* start ITEMS *

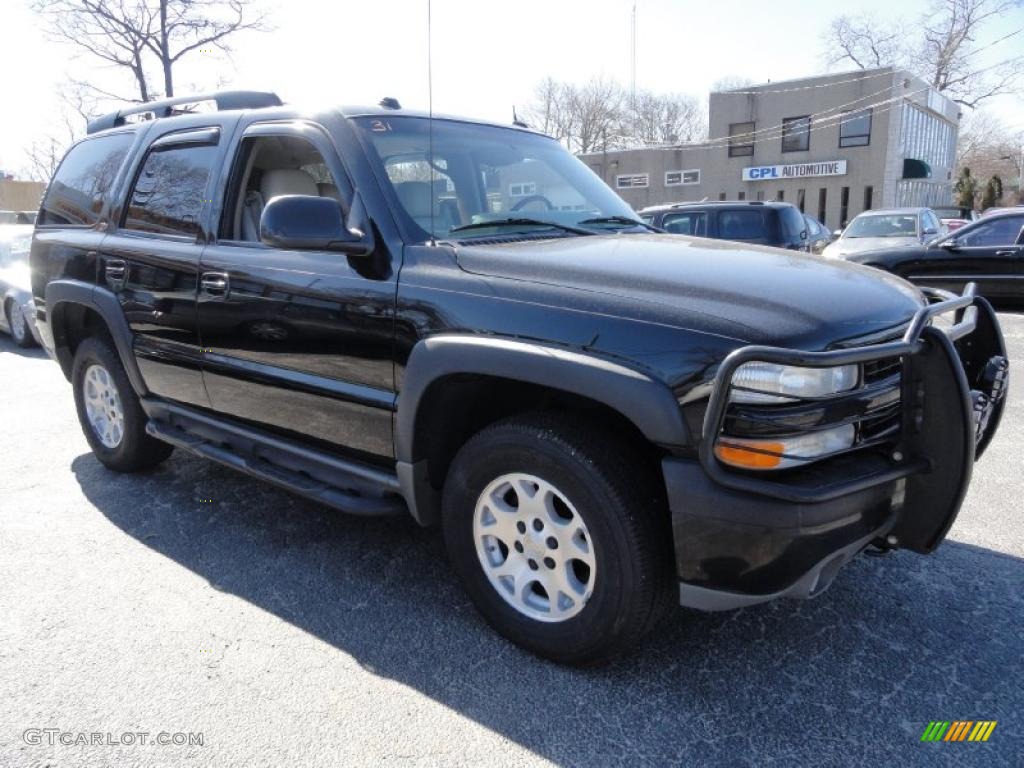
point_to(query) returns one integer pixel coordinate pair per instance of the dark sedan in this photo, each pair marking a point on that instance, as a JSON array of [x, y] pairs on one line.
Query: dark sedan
[[989, 252]]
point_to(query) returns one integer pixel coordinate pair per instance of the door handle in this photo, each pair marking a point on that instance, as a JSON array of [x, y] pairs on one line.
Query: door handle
[[116, 271], [214, 284]]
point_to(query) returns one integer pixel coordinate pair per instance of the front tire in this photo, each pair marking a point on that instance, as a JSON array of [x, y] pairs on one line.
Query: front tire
[[110, 412], [559, 537]]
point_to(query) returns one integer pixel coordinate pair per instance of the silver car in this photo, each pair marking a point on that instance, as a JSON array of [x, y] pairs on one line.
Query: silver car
[[892, 227], [17, 315]]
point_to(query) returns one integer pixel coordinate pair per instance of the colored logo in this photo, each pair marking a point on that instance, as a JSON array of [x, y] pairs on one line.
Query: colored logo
[[958, 730]]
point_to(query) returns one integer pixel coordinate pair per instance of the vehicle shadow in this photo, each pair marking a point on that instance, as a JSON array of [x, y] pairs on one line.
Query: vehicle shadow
[[853, 676]]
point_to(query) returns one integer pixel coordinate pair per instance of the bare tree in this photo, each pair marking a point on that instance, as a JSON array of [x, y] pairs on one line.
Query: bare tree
[[945, 53], [864, 42], [139, 36], [602, 115]]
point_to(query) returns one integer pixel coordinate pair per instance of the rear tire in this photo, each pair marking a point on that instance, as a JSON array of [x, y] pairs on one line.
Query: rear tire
[[18, 325], [110, 412], [559, 537]]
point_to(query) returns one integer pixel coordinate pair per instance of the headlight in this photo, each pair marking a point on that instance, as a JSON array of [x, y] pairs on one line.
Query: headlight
[[780, 453], [767, 382]]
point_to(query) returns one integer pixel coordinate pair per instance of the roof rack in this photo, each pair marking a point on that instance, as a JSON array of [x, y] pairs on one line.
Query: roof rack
[[165, 108]]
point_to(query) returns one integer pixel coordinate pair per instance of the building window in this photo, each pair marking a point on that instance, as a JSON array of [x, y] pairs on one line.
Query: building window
[[797, 134], [679, 178], [631, 180], [740, 139], [855, 128], [521, 189]]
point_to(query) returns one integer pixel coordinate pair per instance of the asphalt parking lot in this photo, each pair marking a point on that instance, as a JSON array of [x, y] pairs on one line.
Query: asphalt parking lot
[[193, 599]]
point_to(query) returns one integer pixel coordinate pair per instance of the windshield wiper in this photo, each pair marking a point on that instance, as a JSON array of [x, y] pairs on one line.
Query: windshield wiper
[[616, 220], [517, 221]]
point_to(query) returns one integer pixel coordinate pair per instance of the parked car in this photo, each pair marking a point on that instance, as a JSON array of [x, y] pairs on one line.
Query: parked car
[[16, 309], [601, 418], [818, 236], [953, 217], [988, 252], [779, 224], [885, 228]]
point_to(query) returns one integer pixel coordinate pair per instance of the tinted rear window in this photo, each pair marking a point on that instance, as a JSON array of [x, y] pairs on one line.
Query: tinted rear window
[[169, 192], [76, 194], [753, 225]]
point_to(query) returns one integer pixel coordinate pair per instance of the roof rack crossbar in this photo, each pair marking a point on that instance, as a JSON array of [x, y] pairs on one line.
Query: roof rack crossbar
[[165, 108]]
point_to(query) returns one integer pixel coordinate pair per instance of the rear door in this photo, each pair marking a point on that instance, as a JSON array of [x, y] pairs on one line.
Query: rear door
[[151, 258], [296, 340], [988, 253]]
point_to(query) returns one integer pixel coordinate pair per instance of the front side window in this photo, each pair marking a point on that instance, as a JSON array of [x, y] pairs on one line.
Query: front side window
[[740, 139], [1001, 231], [267, 167], [75, 196], [170, 190], [694, 222], [469, 180], [749, 225], [855, 128], [797, 134], [883, 225]]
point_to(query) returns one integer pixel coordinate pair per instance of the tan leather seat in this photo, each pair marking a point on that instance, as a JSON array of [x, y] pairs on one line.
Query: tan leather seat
[[274, 183]]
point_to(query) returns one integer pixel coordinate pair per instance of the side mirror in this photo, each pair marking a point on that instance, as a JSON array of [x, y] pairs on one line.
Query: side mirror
[[309, 222]]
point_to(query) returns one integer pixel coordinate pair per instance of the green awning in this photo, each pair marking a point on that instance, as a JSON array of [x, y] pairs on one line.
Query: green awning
[[916, 169]]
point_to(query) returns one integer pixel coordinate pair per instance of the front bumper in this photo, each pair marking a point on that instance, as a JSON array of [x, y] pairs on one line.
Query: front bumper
[[742, 539]]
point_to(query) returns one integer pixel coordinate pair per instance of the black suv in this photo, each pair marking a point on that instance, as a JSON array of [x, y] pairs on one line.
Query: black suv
[[779, 224], [390, 312]]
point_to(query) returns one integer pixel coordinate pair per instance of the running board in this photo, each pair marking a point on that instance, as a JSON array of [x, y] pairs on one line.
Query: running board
[[344, 484]]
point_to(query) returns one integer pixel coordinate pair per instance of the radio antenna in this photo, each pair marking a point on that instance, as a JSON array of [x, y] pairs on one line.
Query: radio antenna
[[430, 120]]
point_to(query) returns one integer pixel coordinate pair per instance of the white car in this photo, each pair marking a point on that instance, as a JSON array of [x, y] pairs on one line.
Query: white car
[[873, 230], [17, 315]]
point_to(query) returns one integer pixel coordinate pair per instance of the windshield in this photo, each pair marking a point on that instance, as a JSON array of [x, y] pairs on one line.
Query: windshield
[[883, 225], [484, 180]]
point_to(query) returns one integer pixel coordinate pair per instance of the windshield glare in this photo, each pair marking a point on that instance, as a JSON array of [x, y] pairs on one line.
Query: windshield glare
[[883, 225], [481, 173]]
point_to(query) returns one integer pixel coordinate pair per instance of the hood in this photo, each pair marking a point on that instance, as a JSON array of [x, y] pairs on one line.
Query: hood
[[751, 293], [844, 247]]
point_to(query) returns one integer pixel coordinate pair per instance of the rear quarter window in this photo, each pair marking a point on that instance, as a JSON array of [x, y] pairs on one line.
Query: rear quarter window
[[76, 195], [748, 225]]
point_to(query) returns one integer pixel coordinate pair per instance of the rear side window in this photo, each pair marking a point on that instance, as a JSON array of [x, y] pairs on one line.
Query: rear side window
[[694, 223], [76, 194], [170, 190], [750, 225], [793, 223]]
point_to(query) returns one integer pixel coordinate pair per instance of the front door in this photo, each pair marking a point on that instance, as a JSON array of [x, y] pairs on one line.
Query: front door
[[151, 259], [299, 341]]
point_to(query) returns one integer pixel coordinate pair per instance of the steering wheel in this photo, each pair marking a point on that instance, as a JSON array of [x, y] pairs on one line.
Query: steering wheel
[[532, 199]]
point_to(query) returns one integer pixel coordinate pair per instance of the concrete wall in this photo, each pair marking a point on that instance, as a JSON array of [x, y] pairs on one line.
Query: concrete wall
[[878, 166], [20, 196]]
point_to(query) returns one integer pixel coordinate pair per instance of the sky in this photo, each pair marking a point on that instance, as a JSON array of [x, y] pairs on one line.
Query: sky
[[487, 55]]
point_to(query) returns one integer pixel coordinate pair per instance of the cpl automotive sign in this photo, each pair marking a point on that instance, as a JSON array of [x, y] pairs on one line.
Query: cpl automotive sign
[[798, 170]]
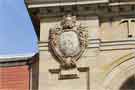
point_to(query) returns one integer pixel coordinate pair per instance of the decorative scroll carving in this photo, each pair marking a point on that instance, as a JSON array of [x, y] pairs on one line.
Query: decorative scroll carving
[[68, 41]]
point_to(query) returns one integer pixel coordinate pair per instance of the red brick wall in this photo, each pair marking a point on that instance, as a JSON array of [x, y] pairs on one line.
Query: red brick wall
[[14, 78]]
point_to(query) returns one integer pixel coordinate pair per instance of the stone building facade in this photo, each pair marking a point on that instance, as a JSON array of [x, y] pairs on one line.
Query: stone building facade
[[108, 62]]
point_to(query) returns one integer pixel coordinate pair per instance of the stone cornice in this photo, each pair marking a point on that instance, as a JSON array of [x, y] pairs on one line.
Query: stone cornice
[[101, 45], [44, 3]]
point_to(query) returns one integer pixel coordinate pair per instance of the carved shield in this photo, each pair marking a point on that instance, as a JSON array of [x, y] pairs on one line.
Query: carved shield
[[67, 42]]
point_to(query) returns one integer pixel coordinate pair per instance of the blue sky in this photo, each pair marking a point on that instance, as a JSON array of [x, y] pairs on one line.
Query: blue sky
[[17, 36]]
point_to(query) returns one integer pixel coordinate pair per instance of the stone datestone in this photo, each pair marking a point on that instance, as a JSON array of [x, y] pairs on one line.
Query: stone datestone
[[69, 43]]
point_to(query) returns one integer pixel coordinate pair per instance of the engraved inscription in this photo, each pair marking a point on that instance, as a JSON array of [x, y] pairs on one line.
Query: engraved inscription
[[69, 44]]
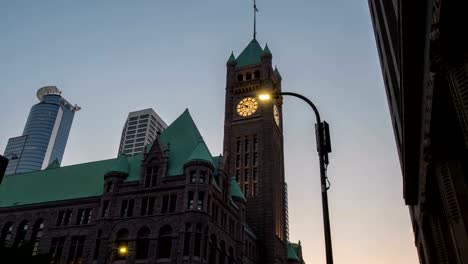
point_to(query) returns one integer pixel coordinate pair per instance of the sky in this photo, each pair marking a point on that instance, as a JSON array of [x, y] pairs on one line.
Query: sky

* end ITEMS *

TASK INSTRUCTIONS: Please retype, exactly and with the pictures left out, the lines from the line containing "of the carved" through the last line of the records above.

TASK ANSWER:
point_to(query) returns one integer pixel coordinate pair per instance of the carved shield in this photo, each pair marking a point on that instance, as a JSON array of [x, y] pairs on one line.
Query: carved shield
[[67, 42]]
point_to(query) returns one integer pixel coordinate pair per instance of the blue sky in this photo, each pair marking a point on that instance, as a JSON array of [x, y] pairs on one line.
Query: blue sky
[[17, 36]]
point_to(query) returns one integer pixel coordinate pair per instance of the stone datestone in this photo, each pair marking a point on that instance, as a JSON array of [x, y] pairs on one line.
Query: stone datestone
[[69, 43]]
point_to(query) returns one integer pixel coordinate pair per instance of the engraved inscription in this photo, each pair marking a point on that instance, as a JSON array of [x, y] pairs on one line.
Query: engraved inscription
[[69, 44]]
point_to(query) returns one integer pixel coordinate pair per instance of the sky in this photo, each pair marking a point on that instance, as a JSON array of [x, y] pairs on one line.
Query: sky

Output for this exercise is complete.